> _Problem details_
Could you reproduce the birding log entry below word for word, from its title line to its final sentence?

> _Reading text_
January 1, 2020 - Birding Big Year
Birding Big Year (Birder's Log 1/1/2020): Traditionally the Big Year begins with an all-out effort to list as many species as possible on the first day - so that during the doldrums of January to March, one can still feel a sense of accomplishment - that the birder is still on track to reach some lofty goal (let's say 300 by 12/31). I had planned to help with the Buhl Christmas Bird Count today, which likely would have me resting on the pillow this evening, reliving an-80+ Big Day, but 5 inches of snow overnight, and raging winds forced me off the track. I stayed home (home includes the parks, Almo Valley and Raft River Valley upstream of the Narrows).
Birding can be a lonely business - miles of muddy roads, wandering cattle searching for a windbreak, and the obligatory raven flyover. I encountered only two vehicles the entire morning, and one was the snowplow. I rarely stepped out of the Jeep today for fear of heat-loss; still I managed to list 22 species - including such delicacies as Evening Grosbeak, Bald Eagle, Golden Eagle, Lesser Goldfinch, and Pinyon Jay. A good start, but nothing to get all uppity about, especially since so many of my birding buddies north of the blizzards likely listed +70. ...and so it begins.

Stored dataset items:
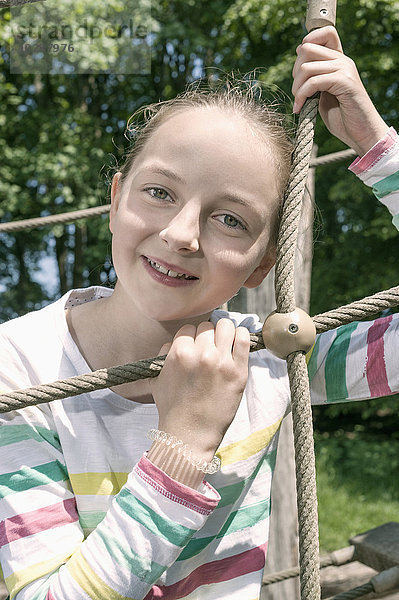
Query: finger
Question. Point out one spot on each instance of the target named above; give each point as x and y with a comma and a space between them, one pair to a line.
184, 335
224, 335
205, 336
165, 349
313, 69
241, 345
319, 83
313, 52
324, 36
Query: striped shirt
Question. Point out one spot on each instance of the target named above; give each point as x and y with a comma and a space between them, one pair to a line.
85, 515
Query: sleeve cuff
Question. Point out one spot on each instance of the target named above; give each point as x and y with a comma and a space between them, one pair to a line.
375, 154
203, 501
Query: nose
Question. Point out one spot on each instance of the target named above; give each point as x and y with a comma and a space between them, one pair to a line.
183, 231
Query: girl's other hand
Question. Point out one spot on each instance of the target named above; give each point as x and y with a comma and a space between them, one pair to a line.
345, 106
201, 384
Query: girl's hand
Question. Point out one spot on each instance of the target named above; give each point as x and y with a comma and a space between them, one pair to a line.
345, 106
201, 384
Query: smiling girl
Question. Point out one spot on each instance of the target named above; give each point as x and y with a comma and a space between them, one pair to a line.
89, 507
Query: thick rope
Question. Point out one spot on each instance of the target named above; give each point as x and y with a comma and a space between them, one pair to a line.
340, 557
75, 215
297, 371
357, 310
332, 158
6, 3
151, 367
358, 592
69, 217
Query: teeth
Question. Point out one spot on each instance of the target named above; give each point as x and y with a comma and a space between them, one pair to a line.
165, 271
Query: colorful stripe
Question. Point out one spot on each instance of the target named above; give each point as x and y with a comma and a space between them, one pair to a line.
249, 446
151, 520
311, 358
98, 484
376, 369
335, 366
237, 520
36, 521
229, 494
386, 186
89, 581
27, 478
213, 572
375, 154
19, 433
127, 559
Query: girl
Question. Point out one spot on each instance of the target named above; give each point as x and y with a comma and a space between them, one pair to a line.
85, 511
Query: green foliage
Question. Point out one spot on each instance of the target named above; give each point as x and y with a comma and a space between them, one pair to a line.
358, 486
62, 136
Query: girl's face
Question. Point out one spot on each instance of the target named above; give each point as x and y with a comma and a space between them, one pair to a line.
199, 200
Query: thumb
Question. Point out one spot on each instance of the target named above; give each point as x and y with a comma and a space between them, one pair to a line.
165, 349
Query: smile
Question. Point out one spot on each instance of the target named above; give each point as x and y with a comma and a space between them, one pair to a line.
168, 272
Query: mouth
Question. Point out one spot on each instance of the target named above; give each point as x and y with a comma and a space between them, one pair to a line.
169, 272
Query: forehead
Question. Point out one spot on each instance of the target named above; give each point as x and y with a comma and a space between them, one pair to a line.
216, 147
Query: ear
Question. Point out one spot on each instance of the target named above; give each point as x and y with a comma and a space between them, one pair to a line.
262, 270
115, 197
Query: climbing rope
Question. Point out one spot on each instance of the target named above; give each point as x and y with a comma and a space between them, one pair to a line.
76, 215
62, 218
151, 367
358, 592
305, 466
332, 158
296, 363
337, 558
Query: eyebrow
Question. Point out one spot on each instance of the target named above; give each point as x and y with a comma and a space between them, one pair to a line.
164, 171
173, 175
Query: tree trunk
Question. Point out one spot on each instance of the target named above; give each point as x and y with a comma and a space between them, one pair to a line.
283, 533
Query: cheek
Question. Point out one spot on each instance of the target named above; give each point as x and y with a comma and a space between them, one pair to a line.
236, 264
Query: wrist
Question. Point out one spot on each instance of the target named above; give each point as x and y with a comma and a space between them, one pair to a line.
375, 135
177, 459
175, 465
202, 444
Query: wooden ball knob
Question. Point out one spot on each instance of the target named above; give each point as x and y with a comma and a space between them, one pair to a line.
284, 333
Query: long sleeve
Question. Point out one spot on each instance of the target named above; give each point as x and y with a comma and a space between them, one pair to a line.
359, 360
43, 553
379, 169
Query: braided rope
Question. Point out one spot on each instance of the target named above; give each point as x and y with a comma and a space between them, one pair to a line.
297, 371
332, 158
69, 217
337, 558
151, 367
75, 215
357, 310
357, 592
6, 3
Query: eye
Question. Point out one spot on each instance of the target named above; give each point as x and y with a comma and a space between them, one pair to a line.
158, 193
232, 222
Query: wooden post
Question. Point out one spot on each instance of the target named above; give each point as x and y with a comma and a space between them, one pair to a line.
283, 535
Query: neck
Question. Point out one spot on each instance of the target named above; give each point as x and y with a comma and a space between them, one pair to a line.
111, 331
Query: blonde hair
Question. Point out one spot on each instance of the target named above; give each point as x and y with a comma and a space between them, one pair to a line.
243, 96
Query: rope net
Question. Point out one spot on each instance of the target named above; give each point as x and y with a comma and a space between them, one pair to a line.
296, 363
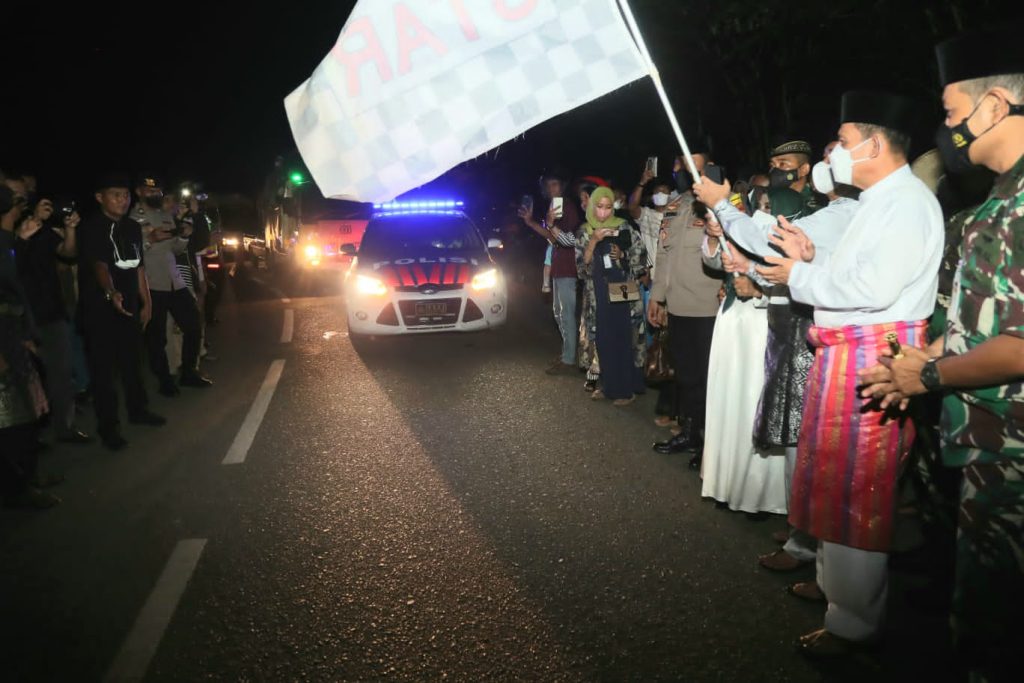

> _Reply to the task_
January 1, 2020 - Birding Big Year
Birding Big Year (Birder's Log 1/1/2020): Traditionally the Big Year begins with an all-out effort to list as many species as possible on the first day - so that during the doldrums of January to March, one can still feel a sense of accomplishment - that the birder is still on track to reach some lofty goal (let's say 300 by 12/31). I had planned to help with the Buhl Christmas Bird Count today, which likely would have me resting on the pillow this evening, reliving an-80+ Big Day, but 5 inches of snow overnight, and raging winds forced me off the track. I stayed home (home includes the parks, Almo Valley and Raft River Valley upstream of the Narrows).
Birding can be a lonely business - miles of muddy roads, wandering cattle searching for a windbreak, and the obligatory raven flyover. I encountered only two vehicles the entire morning, and one was the snowplow. I rarely stepped out of the Jeep today for fear of heat-loss; still I managed to list 22 species - including such delicacies as Evening Grosbeak, Bald Eagle, Golden Eagle, Lesser Goldfinch, and Pinyon Jay. A good start, but nothing to get all uppity about, especially since so many of my birding buddies north of the blizzards likely listed +70. ...and so it begins.